start Data lines

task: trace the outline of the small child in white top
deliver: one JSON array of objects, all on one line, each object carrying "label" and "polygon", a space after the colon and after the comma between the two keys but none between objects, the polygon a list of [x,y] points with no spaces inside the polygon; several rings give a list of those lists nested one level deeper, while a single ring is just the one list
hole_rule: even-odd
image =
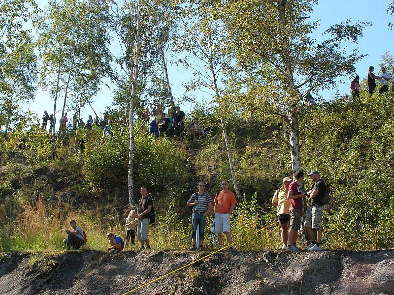
[{"label": "small child in white top", "polygon": [[135,231],[137,230],[137,212],[135,210],[131,210],[129,213],[125,224],[127,228],[126,236],[125,238],[125,248],[129,248],[129,241],[130,239],[131,240],[131,245],[135,244]]}]

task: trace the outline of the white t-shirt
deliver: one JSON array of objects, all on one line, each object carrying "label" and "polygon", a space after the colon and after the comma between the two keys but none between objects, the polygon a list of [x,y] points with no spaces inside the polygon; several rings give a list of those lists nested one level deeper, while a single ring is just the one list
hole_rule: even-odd
[{"label": "white t-shirt", "polygon": [[76,235],[78,237],[81,239],[83,239],[83,231],[82,231],[82,229],[81,228],[80,226],[77,226],[77,228],[75,229],[79,233]]},{"label": "white t-shirt", "polygon": [[388,72],[386,72],[384,74],[383,73],[381,73],[380,75],[379,75],[379,77],[382,77],[383,78],[385,78],[386,79],[379,79],[379,83],[383,85],[389,85],[389,80],[390,79],[390,74]]}]

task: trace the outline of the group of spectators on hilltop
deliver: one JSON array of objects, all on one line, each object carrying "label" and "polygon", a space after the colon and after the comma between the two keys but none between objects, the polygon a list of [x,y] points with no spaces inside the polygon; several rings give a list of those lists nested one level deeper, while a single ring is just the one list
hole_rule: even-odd
[{"label": "group of spectators on hilltop", "polygon": [[[372,95],[376,88],[376,80],[380,85],[379,88],[379,93],[382,94],[389,91],[389,83],[390,80],[393,83],[392,85],[392,91],[394,92],[394,67],[392,68],[392,74],[387,71],[387,69],[385,67],[382,67],[380,69],[380,74],[379,76],[376,76],[373,73],[375,68],[372,66],[370,66],[368,69],[368,74],[366,77],[367,84],[368,84],[368,90],[369,96]],[[360,99],[360,77],[358,75],[356,75],[354,79],[350,83],[350,90],[352,91],[352,98],[353,100],[355,100],[356,98]]]}]

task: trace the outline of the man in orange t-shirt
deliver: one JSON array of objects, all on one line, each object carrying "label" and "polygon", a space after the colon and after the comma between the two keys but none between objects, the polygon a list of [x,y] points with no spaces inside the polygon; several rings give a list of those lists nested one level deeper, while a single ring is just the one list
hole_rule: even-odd
[{"label": "man in orange t-shirt", "polygon": [[[234,194],[229,190],[229,182],[222,181],[221,186],[223,190],[215,196],[213,208],[215,214],[214,232],[218,234],[219,248],[223,247],[223,233],[226,234],[229,244],[232,243],[230,233],[230,214],[237,204]],[[234,250],[232,245],[230,246],[230,249]]]}]

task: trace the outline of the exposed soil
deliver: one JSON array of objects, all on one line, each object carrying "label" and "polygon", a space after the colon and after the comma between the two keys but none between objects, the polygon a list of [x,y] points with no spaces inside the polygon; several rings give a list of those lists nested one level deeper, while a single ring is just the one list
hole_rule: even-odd
[{"label": "exposed soil", "polygon": [[[8,254],[0,294],[122,294],[206,253]],[[394,294],[394,250],[215,254],[138,294]]]}]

end Data lines

# Exercise prompt:
Can you render every line of the entries above as a Markdown table with the columns Row and Content, numbering each row and skipping blank lines? Leave the pictures out of the table.

# Result:
| Row | Content |
|---|---|
| 1 | task: trace the outline of the small child in white top |
| 2 | deliver: one JSON array of objects, all on one line, each object carrying "label" and "polygon", a space after the colon and after the comma between the two keys but none between objects, the polygon a list of [x,y] points with no spaces inside the polygon; several rings give a list of those lists nested one level deeper, while a single ring is just the one list |
| 3 | hole_rule: even-odd |
| 4 | image = |
| 5 | [{"label": "small child in white top", "polygon": [[135,231],[137,230],[137,212],[135,210],[131,210],[129,213],[125,224],[127,228],[126,236],[125,238],[125,248],[129,248],[129,241],[130,239],[131,240],[131,245],[135,244]]}] |
| 6 | task: trace the outline of the white t-shirt |
| 7 | deliver: one JSON array of objects, all on one line, each object carrying "label" and "polygon", a space after the colon and after the comma between the two keys but none between objects, the polygon a list of [x,y] points with no spaces inside the polygon; several rings give a list of those lists nested one level deeper, while a single ring is just the one list |
| 8 | hole_rule: even-odd |
| 9 | [{"label": "white t-shirt", "polygon": [[76,235],[78,237],[81,239],[83,239],[83,231],[82,231],[82,229],[81,228],[80,226],[77,226],[77,228],[75,229],[79,233]]},{"label": "white t-shirt", "polygon": [[388,72],[386,72],[384,74],[383,73],[381,73],[380,75],[379,75],[379,77],[382,77],[383,78],[385,78],[386,79],[379,79],[379,83],[383,85],[389,85],[389,80],[390,79],[390,74]]}] |
| 10 | task: trace the outline of the group of spectators on hilltop |
| 11 | deliver: one JSON array of objects, all on one line, each object carrying "label" and "polygon", a space after the colon and after the comma between the two keys but none between objects, the polygon a list of [x,y] points with no spaces inside the polygon; several rings give a list of those lists nested one level deeper, while a single ring is just the one list |
| 12 | hole_rule: even-odd |
| 13 | [{"label": "group of spectators on hilltop", "polygon": [[[372,95],[376,88],[376,80],[380,85],[379,88],[379,93],[382,94],[389,91],[389,83],[390,80],[393,83],[392,85],[392,91],[394,92],[394,67],[392,68],[392,74],[387,71],[387,69],[385,67],[382,67],[380,69],[380,74],[379,76],[376,76],[373,73],[375,68],[372,66],[370,66],[368,69],[368,74],[366,77],[367,84],[368,84],[368,90],[369,96]],[[360,99],[360,77],[358,75],[356,75],[354,79],[350,83],[350,90],[352,91],[352,98],[353,100],[355,100],[356,98]]]}] |
| 14 | task: trace the outline of the man in orange t-shirt |
| 15 | deliver: one JSON array of objects, all on one line, each object carrying "label" and "polygon", a space after the colon and after the comma between the two keys but none between objects, the polygon a list of [x,y] points with no spaces inside the polygon; several rings give a list of those lists nested one level deeper, while a single ring is just the one list |
| 16 | hole_rule: even-odd |
| 17 | [{"label": "man in orange t-shirt", "polygon": [[[234,194],[229,190],[229,182],[222,181],[221,186],[223,190],[215,196],[213,208],[215,214],[214,232],[218,234],[219,248],[223,247],[223,233],[226,234],[229,244],[232,243],[230,233],[230,214],[237,204]],[[234,250],[232,245],[230,246],[230,249]]]}] |
| 18 | task: trace the outline of the exposed soil |
| 19 | deliver: one JSON array of objects, all on one line, each object carrying "label" and "polygon", a space after the colon and after the comma between the two keys but none between objects, the polygon a list of [x,y] points with no spaces inside the polygon; several rings give a list of those lists nested one level deeper, while a single ring is just the one list |
| 20 | hole_rule: even-odd |
| 21 | [{"label": "exposed soil", "polygon": [[[8,254],[0,294],[122,294],[206,253]],[[394,294],[394,250],[215,254],[138,294]]]}] |